• [読む本文]:
[歩く 聞く 考える] 反戦の美術を見る 悲惨さ思い 繰り返さぬために 京都精華大大学院特任教授 岡田温司さん
23年8月16日
戦争がいかに悲惨なものか―。広く伝えようと人間はさまざまな形で表現してきた。絵に描いた画家たちもいる。被害規模や兵器の威力が大きくなるにつれ、表現は強く、多様になった。どのような問題意識で表現してきたのか。京都精華大大学院特任教授の岡田温司さん(68)が近著「反戦と西洋美術」(ちくま新書)でたどっている。反戦美術とは何か、メッセージとどう向き合うべきかを聞いた。(論説委員・田原直樹、写真も)
―戦争の惨禍を表現したものが反戦美術なのですか。

• [データ一覧]:
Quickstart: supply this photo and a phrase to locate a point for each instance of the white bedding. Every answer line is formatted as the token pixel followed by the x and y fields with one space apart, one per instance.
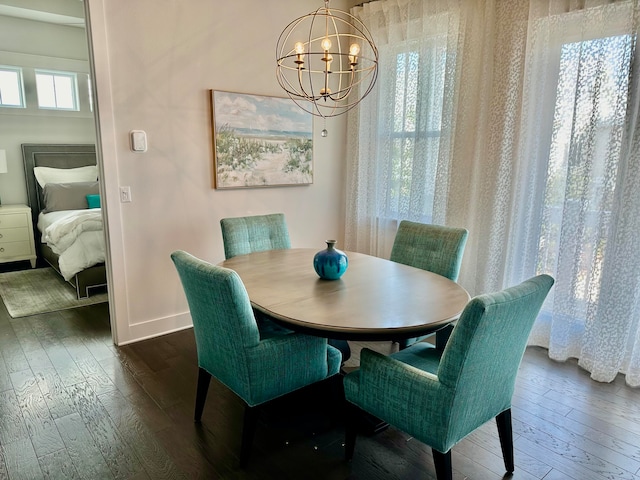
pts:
pixel 76 236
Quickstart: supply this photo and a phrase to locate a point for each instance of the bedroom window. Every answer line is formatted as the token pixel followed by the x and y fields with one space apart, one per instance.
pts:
pixel 11 87
pixel 57 90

• [課題一覧]:
1 > 本文の「戦争がいかに悲惨なものか」で始まる段落を、主な事実を残したまま短い箇条書きにしてください。
2 > データ一覧の行のうち、「of the bedroom」を含む行から最後の行までを、「window」を「curtain」に置き換えて書き直してください。

• [問題の答え]:
1 >
- 人は戦争のむごさを広く伝えるため、いろいろな形で表してきた。絵に描いた画家もいる。
- 被害の大きさや兵器の力が増すにつれ、表現は強く、さまざまになった。
- 京都精華大大学院特任教授の岡田温司さん(68)は、新しい本「反戦と西洋美術」(ちくま新書)で、どんな問題意識で表されてきたかをたどっている。
- 反戦美術とは何か、そのメッセージとどう向き合うべきかを聞いた。(論説委員・田原直樹、写真も)

2 >
Quickstart: supply this photo and a phrase to locate a point for each instance of the bedroom curtain. Every answer line is formatted as the token pixel followed by the x and y fields with one space apart, one per instance.
pts:
pixel 11 87
pixel 57 90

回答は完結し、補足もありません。